** Given task **
Leave the pictures out, and retype all of the material exactly as written.

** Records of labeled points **
******************************

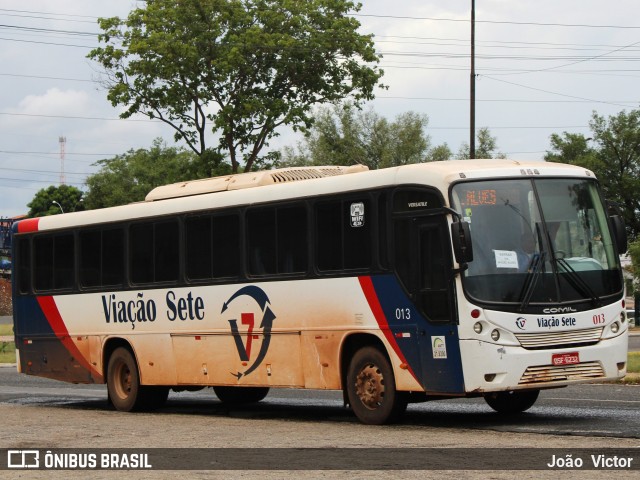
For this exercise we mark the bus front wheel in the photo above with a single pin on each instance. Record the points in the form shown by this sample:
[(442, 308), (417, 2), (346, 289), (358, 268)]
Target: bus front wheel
[(123, 385), (371, 388), (513, 401)]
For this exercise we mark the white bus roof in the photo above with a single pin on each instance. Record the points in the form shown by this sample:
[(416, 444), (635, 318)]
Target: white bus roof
[(285, 184)]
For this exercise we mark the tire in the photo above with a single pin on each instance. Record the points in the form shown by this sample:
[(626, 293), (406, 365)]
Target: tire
[(371, 388), (239, 395), (512, 401), (123, 384)]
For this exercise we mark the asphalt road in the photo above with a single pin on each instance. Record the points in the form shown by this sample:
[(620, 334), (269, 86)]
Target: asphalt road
[(604, 410)]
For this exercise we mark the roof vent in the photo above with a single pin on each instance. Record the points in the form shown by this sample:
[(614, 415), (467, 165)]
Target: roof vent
[(248, 180)]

******************************

** Complete output **
For this exercise we mark the bus front wheel in the photo above with a single pin on each instance. Record the points in the form shown by this sample:
[(442, 308), (417, 2), (346, 289), (358, 268)]
Target: bus front wheel
[(123, 385), (371, 388), (513, 401)]
For this exercise we mark the white bus roof in the photo above with a single pin on each instance. Record the points in the form shown by this sample:
[(416, 444), (635, 318)]
Target: white bus roof
[(285, 184)]
For this exercise we mark the tire in the photo above with a single pin on each instance. Record the points in the form shown by this sample:
[(626, 293), (406, 365)]
Target: tire
[(371, 388), (239, 395), (512, 401), (123, 384)]
For this exercise we mark the asphalt road in the photo above with a single pin on each instance. Record the points in the form shown by this sample:
[(620, 334), (269, 86)]
Target: asphalt road
[(604, 410)]
For this exercise we mark the roof vent in the photo above with a single pin on each instance. Record the points in the form shown by this sample:
[(614, 415), (467, 165)]
Target: roof vent
[(248, 180)]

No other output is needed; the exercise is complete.